• _Given request_: Write the material out again, line by line, exactly as it is.

• _Data provided_:

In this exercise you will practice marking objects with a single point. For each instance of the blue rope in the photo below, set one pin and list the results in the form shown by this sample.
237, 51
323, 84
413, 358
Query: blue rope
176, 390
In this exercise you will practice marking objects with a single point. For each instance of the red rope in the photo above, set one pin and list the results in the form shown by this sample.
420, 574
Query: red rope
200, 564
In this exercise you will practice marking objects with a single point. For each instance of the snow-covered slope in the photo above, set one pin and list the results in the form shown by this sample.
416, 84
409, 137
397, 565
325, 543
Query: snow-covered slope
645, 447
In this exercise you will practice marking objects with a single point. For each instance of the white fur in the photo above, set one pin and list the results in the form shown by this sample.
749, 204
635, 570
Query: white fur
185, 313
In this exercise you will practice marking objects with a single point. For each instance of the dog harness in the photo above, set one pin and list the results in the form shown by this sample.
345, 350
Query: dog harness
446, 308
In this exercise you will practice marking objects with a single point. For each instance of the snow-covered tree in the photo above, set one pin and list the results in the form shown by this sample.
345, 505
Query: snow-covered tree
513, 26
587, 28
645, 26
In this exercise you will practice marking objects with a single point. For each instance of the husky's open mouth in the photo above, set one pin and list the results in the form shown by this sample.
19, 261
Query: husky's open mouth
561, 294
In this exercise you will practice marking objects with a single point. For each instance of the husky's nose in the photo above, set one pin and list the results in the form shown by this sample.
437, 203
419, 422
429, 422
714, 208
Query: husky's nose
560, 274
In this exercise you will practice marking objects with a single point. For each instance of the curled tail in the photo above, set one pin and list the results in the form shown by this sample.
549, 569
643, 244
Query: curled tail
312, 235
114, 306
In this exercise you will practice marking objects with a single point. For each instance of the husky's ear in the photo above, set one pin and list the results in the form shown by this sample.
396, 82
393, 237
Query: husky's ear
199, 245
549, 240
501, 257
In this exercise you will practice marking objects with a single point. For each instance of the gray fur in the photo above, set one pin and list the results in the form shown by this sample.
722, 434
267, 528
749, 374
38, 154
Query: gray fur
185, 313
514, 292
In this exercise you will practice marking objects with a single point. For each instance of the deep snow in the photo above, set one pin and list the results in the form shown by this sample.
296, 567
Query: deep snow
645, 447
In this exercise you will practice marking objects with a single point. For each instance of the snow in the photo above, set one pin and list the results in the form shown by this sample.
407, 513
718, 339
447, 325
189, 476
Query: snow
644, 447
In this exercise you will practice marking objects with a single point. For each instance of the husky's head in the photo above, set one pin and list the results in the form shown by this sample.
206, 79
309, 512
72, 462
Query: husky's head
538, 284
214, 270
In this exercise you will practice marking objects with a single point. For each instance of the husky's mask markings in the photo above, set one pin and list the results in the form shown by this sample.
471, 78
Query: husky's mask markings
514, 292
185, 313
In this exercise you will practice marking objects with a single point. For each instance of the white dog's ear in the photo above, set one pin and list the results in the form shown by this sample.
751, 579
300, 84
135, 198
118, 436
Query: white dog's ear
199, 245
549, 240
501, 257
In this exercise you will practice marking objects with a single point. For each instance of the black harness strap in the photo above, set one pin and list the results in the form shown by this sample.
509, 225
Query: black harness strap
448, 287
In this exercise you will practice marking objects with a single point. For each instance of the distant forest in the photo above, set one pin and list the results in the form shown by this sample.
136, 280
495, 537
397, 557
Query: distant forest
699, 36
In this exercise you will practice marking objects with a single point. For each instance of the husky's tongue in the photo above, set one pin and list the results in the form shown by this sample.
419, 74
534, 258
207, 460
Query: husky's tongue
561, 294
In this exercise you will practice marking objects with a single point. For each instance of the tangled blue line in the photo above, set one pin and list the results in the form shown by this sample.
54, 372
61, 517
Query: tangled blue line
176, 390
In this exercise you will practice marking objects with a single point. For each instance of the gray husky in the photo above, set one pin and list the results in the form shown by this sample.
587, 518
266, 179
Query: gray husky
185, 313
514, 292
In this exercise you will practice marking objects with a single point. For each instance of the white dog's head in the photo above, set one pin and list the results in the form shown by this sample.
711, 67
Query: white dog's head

• _Worked answer_:
In this exercise you will practice marking objects with a single point. For each instance of the blue rope in the photo below, set one pin and list the results in the form shown by this sample.
237, 51
323, 84
413, 358
Query: blue rope
176, 390
In this exercise you will practice marking objects with a single point. For each instance of the red rope in the photo above, set one pin and list the results in the form shown by this sample.
420, 574
Query: red rope
200, 564
In this exercise you will practice marking objects with a single point. For each instance of the snow-covered slope in the photo above, set one pin and list the results in the form shown by this sample.
416, 84
409, 137
397, 565
325, 543
Query: snow-covered slope
645, 447
In this exercise you will practice marking objects with a single point. For each instance of the white fur in the photo above, set one pin and list the results in the form shown by this sample.
749, 204
635, 570
Query: white fur
185, 313
In this exercise you will practice marking objects with a single point. For each instance of the dog harness in the photo above, set one pin and list the results in the form shown by this sample.
345, 350
Query: dog harness
446, 308
In this exercise you will practice marking objects with a single point. For each instance of the snow-covered tree in the photo above, set one pin and list the results in the form shown by this sample.
345, 505
Query: snow-covered tree
513, 26
587, 28
645, 26
In this exercise you will practice marking objects with a single point. For each instance of the husky's open mouth in the photo above, set one pin and list the results in the form shown by this sample.
19, 261
Query: husky's open mouth
561, 294
In this exercise you will practice marking objects with a single point. For each instance of the husky's nose in the photo above, set one pin and list the results in the form shown by this sample.
437, 203
419, 422
429, 422
714, 208
Query: husky's nose
560, 274
In this exercise you will practice marking objects with a single point. For each instance of the curled tail in the photo above, set one pin and list the results in the form shown by this sample.
549, 569
643, 244
Query: curled tail
312, 235
114, 306
In this exercise you will practice marking objects with a single point. For each instance of the husky's ear in the photo above, set one pin and list the results in the form shown by this sample.
396, 82
393, 237
Query: husky's ear
199, 245
549, 240
501, 257
In this exercise you will practice marking objects with a single point. For each instance of the gray fur in the photo above, set one pin and list the results in the form shown by this sample.
722, 434
267, 528
749, 374
38, 154
Query: gray fur
185, 313
514, 292
In this exercise you will practice marking objects with a single point. For each instance of the deep snow in the photo above, set one pin and list the results in the form shown by this sample.
296, 567
Query: deep snow
645, 447
In this exercise you will practice marking objects with a single point. For each instance of the snow in the photo above, set one pin and list the results in the form shown by this sample.
407, 513
718, 339
447, 325
189, 476
Query: snow
644, 447
In this exercise you will practice marking objects with a single point. For each instance of the husky's head in the photo above, set one pin and list the results in the form shown by this sample.
206, 79
309, 512
72, 462
Query: husky's head
538, 284
214, 270
In this exercise you will practice marking objects with a single point. For each instance of the husky's mask markings in the photo above, set one pin and list the results in the form shown by this sample.
471, 78
Query: husky's mask markings
514, 292
185, 313
In this exercise you will practice marking objects with a single point. For each instance of the white dog's ear in the photo above, set one pin and list the results in the form shown by this sample.
751, 579
300, 84
135, 198
118, 436
Query: white dog's ear
199, 245
549, 240
501, 257
In this exercise you will practice marking objects with a single point. For each instance of the black harness strap in the photo above, set one pin and list the results in the form shown by this sample.
509, 225
Query: black harness strap
448, 287
In this exercise you will practice marking objects with a single point. For each instance of the distant forest in the photo above, set one pin and list the results in the form shown by this sample.
136, 280
495, 537
397, 557
Query: distant forest
699, 36
In this exercise you will practice marking objects with a single point. For each instance of the husky's tongue in the photo above, set one pin and list the results in the form shown by this sample.
419, 74
534, 258
207, 460
Query: husky's tongue
561, 294
In this exercise you will practice marking objects with a single point. For each instance of the tangled blue line in the photo above, set one pin and list the results in the form shown by this sample.
54, 372
61, 517
Query: tangled blue line
176, 390
In this exercise you will practice marking objects with a single point. For each instance of the gray husky in the photo above, set one pin and list the results in the form shown by this sample.
587, 518
266, 179
Query: gray husky
185, 313
514, 292
In this exercise you will practice marking objects with a single point. For each instance of the white dog's head in the photo above, set one pin and list the results in the form shown by this sample.
711, 67
Query: white dog's head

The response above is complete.